* Exercise prompt:
Please give again, word for word, each line that falls between the line with "# for each instance of the broad" and the end of the data, inclusive.

═══ Dataset entries ═══

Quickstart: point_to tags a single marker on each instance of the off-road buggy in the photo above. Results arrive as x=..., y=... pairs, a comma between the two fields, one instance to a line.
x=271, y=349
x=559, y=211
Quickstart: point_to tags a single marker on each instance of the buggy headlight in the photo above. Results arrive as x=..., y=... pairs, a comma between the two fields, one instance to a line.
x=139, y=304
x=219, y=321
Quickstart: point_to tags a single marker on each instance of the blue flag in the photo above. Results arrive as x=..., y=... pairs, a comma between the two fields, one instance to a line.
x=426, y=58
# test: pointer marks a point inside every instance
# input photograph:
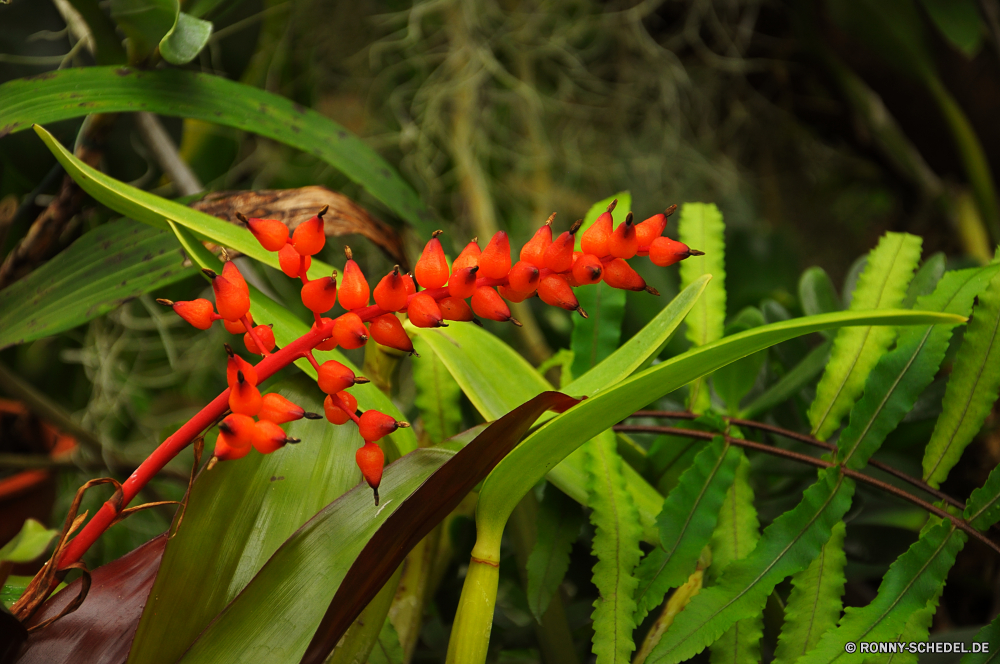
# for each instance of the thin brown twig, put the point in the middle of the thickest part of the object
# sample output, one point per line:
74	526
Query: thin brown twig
815	442
959	523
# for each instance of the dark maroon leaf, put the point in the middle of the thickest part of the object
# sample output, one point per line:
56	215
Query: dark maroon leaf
417	516
101	630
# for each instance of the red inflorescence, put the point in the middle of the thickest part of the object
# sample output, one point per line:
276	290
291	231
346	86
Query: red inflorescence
549	268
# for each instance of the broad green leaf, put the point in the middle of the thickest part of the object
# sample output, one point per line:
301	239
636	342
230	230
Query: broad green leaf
786	547
690	512
959	22
734	538
700	227
562	435
816	292
151	209
275	614
29	543
76	92
733	382
437	398
972	388
596	337
185	40
901	375
912	580
882	285
558	527
789	385
103	269
616	546
238	515
815	602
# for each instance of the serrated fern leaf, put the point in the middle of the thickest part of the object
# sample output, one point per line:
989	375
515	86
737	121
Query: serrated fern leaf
735	536
900	376
855	351
558	527
700	227
437	398
972	388
616	546
686	522
786	547
814	604
988	634
912	580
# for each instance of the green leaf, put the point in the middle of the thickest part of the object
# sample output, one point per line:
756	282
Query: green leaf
437	398
155	211
29	543
558	527
912	580
701	227
596	337
101	270
902	375
959	22
686	522
814	604
882	285
972	388
787	546
789	385
560	436
185	40
734	538
76	92
816	292
733	382
616	546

═══

* Answer:
# for each instance of the broad green leaf, put the point in the middle of the thickest part of the object
# sample output, one point per line:
301	239
636	342
230	230
Query: broad green leaf
786	547
690	512
959	22
734	538
700	227
562	435
816	292
151	209
275	614
29	543
76	92
733	382
437	398
972	388
596	337
185	40
901	375
912	580
882	285
558	527
789	385
103	269
616	546
238	515
815	602
# for each instance of the serrated fern leaf, put the point in the middle of the thickest part of the object
# sample output, one point per line:
989	375
515	86
737	121
Query: serrated fern leaf
735	536
900	376
855	351
558	527
700	227
437	398
972	388
616	546
686	522
786	547
814	604
988	634
912	580
# for each instance of the green leaf, put the point in the middle of the thickest part of the object
# sample output, one point per line:
756	282
Query: green leaf
437	398
155	211
29	543
558	527
912	580
701	227
596	337
101	270
902	375
959	22
686	522
814	604
882	285
972	388
787	546
789	385
560	436
185	40
734	538
76	92
816	292
733	382
616	546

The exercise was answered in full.